#### [Page excerpt]
Drifting into Violence
The self-declared, internationally unrecognised republic has existed for almost two decades in a state of ‘no war, no peace’. Since the ceasefire in 1994, Azerbaijan and Armenia have remained at stalemate over the Nagorno-Karabakh region. Armenia and the Armenians living in the mountainous Karabakh insist on sovereign self-determination for the republic, which was previously an autonomous unit within Soviet Azerbaijan. Azerbaijan, however, insists on territorial integrity within its Soviet-era boundaries. To date, the conflict is a central obstacle to the political development of Armenia and Azerbaijan and a key impediment to the development of the South Caucasus region as a whole and its integration into the wider world. The complex social problems generated by its marginal status are almost physically tangible in a region still struggling to overcome the economic, social and psychological consequences of the tragic events of this conflict over Nagorno-Karabakh.
In 1988, inspired by Gorbachev’s slogans about democratisation and promises of correcting mistakes made by previous Soviet leaders, Karabakh Armenians turned to Moscow with a petition for the re-establishment of Nagorno-Karabakh under the jurisdiction of Armenia. However, this movement provoked a sharp reaction amongst Azerbaijanis, who opposed a sovereign Nagorno-Karabakh. While Moscow quickly lost control, the Armenian-Azerbaijani confrontation grew considerably, changing from a verbal battle to a war between militarised youth, equipped with stones, sticks and knives; and then to persecution and pogroms driven by ethnic hatred.
Aram was aged 14 in 1988 when the Karabakh movement started. Together with his friends he threw stones at Azerbaijani cars, which drove through Martuni, as he tells us in the interview:
In 1988, the Karabakh movement started and the war against Azerbaijanis began. They [Azerbaijanis] wanted to kick us out [of Nagorno-Karabakh], but we started to fight back and threw stones. We would hear, for example, that there in Aghdam, they threw stones at our buses… so why should they drive through Martuni? Then after Sumgait happened we again [threw stones] … why should they [Azerbaijanis] stay here [in Martuni]? … Well, we were kids …, the truth is, that adults told us to throw stones or do something, they gave us the idea: ‘You’re kids, no one can punish you for it, you’re just kids, just go and do it [throw stones]’.

#### [Written tasks]
(a) Extract word for word the stretch of the Karabakh excerpt that opens with the words containing "Aram was aged" and closes with "it [throw stones]’.".
(b) According to the Karabakh excerpt, in what year was the ceasefire between Azerbaijan and Armenia?
The records have no connection to the Karabakh excerpt.

[Records from a data collection]
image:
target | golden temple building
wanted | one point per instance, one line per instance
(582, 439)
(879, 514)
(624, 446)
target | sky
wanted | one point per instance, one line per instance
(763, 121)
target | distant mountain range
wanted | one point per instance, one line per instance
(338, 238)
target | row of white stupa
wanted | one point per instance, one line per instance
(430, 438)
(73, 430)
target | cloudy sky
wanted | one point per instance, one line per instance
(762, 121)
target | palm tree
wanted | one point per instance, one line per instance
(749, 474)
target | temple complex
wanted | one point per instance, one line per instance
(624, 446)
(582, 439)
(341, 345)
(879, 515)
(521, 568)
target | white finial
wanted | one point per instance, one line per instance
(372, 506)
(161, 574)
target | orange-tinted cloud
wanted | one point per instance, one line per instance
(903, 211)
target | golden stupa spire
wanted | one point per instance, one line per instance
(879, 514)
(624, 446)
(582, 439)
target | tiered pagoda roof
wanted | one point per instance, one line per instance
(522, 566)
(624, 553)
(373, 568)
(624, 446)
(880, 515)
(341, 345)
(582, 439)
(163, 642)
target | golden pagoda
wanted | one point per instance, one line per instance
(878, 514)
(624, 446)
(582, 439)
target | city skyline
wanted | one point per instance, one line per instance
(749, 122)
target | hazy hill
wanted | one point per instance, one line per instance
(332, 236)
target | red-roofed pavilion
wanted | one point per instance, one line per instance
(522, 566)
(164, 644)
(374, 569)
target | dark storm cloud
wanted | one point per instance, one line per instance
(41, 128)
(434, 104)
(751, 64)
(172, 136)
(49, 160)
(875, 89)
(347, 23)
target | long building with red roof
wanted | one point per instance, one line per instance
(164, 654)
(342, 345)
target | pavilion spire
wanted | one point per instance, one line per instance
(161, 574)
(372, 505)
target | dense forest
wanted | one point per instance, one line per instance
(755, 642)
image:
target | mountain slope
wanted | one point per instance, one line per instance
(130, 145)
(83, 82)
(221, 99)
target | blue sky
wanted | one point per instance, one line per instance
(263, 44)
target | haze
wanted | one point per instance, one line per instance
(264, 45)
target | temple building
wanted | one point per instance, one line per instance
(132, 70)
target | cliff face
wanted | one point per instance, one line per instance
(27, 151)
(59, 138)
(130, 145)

#### [Responses in order]
(a)
Aram was aged 14 in 1988 when the Karabakh movement started. Together with his friends he threw stones at Azerbaijani cars, which drove through Martuni, as he tells us in the interview:
In 1988, the Karabakh movement started and the war against Azerbaijanis began. They [Azerbaijanis] wanted to kick us out [of Nagorno-Karabakh], but we started to fight back and threw stones. We would hear, for example, that there in Aghdam, they threw stones at our buses… so why should they drive through Martuni? Then after Sumgait happened we again [threw stones] … why should they [Azerbaijanis] stay here [in Martuni]? … Well, we were kids …, the truth is, that adults told us to throw stones or do something, they gave us the idea: ‘You’re kids, no one can punish you for it, you’re just kids, just go and do it [throw stones]’.

(b) 1994